• [RESOLVA O SEGUINTE]
**a)** Copie do artigo o trecho que começa em "Por LISZT VIEIRA*" e termina em "da soberania nacional.".
**b)** Segundo o artigo, de qual guerra vem a expressão "quinta coluna"?
**c)** De acordo com o artigo, por que o grupo infiltrado em Madri recebeu o nome de "quinta coluna"?

• [ARTIGO]
____________
Por LISZT VIEIRA*
Os ventos do Norte não movem moinhos (canção “Sangue Latino” da banda Secos e Molhados).
Os mais jovens talvez não conheçam o termo quinta coluna, que traz um sentido de traição e conspiração interna. Essa expressão vem da Guerra Civil Espanhola (1936–1939), quando o general fascista que tentava tomar Madri afirmou que quatro colunas de tropas cercavam a cidade, mas havia uma “quinta coluna” já infiltrada dentro dela. A partir daí, “quinta coluna” passou a designar um grupo interno que age clandestinamente para sabotar uma organização ou nação, colaborando com forças inimigas. Hoje, o termo se ampliou e passou a ser usado no debate político para acusar opositores de agirem contra os interesses nacionais. Ou seja, o termo não se refere mais apenas a espiões que agem clandestinamente, mas a todos os que atuam contra os interesses da soberania nacional.
____________
[Trechos do conjunto de dados sobre apontamento de objetos]
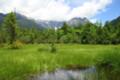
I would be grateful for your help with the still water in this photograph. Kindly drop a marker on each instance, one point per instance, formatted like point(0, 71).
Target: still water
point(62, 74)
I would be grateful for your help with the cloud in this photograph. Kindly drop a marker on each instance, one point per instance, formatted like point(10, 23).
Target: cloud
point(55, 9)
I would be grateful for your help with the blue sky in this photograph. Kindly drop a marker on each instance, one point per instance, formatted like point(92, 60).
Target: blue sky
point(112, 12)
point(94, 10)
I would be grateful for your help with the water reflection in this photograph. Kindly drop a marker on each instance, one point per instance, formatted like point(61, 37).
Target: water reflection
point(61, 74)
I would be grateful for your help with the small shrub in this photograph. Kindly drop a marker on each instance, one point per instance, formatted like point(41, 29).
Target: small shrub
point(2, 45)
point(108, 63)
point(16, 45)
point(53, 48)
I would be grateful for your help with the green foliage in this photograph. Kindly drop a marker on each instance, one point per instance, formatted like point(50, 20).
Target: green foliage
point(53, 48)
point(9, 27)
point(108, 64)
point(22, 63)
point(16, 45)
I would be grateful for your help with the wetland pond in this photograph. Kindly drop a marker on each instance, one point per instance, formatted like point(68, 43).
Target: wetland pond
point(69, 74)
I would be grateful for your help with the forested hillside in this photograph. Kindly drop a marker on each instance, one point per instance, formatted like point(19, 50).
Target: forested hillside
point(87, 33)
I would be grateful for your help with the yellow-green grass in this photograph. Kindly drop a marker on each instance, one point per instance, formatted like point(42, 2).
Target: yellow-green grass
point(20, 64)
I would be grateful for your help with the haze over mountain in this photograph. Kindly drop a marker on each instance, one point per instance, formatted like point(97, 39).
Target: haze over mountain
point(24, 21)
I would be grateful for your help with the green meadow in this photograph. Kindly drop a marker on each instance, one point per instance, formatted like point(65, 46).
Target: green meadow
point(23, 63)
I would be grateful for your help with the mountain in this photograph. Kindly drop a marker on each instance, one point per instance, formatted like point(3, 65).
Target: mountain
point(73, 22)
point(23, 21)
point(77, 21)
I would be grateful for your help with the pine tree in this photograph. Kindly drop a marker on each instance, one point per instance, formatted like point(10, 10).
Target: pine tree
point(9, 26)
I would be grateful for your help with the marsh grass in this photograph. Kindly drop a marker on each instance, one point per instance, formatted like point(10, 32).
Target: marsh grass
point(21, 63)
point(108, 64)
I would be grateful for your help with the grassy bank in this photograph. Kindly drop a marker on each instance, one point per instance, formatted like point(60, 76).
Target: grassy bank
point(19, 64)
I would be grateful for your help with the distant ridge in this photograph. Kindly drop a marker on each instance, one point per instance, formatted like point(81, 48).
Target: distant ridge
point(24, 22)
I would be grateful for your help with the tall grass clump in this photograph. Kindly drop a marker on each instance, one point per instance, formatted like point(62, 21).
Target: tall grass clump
____________
• [RESPOSTAS POR TAREFA]
**a)**
Por LISZT VIEIRA*
Os ventos do Norte não movem moinhos (canção “Sangue Latino” da banda Secos e Molhados).
Os mais jovens talvez não conheçam o termo quinta coluna, que traz um sentido de traição e conspiração interna. Essa expressão vem da Guerra Civil Espanhola (1936–1939), quando o general fascista que tentava tomar Madri afirmou que quatro colunas de tropas cercavam a cidade, mas havia uma “quinta coluna” já infiltrada dentro dela. A partir daí, “quinta coluna” passou a designar um grupo interno que age clandestinamente para sabotar uma organização ou nação, colaborando com forças inimigas. Hoje, o termo se ampliou e passou a ser usado no debate político para acusar opositores de agirem contra os interesses nacionais. Ou seja, o termo não se refere mais apenas a espiões que agem clandestinamente, mas a todos os que atuam contra os interesses da soberania nacional.

**b)** Da Guerra Civil Espanhola (1936–1939).

**c)** O general fascista que tentava tomar Madri afirmou que quatro colunas de tropas cercavam a cidade. Além delas, havia uma quinta coluna já infiltrada dentro da cidade.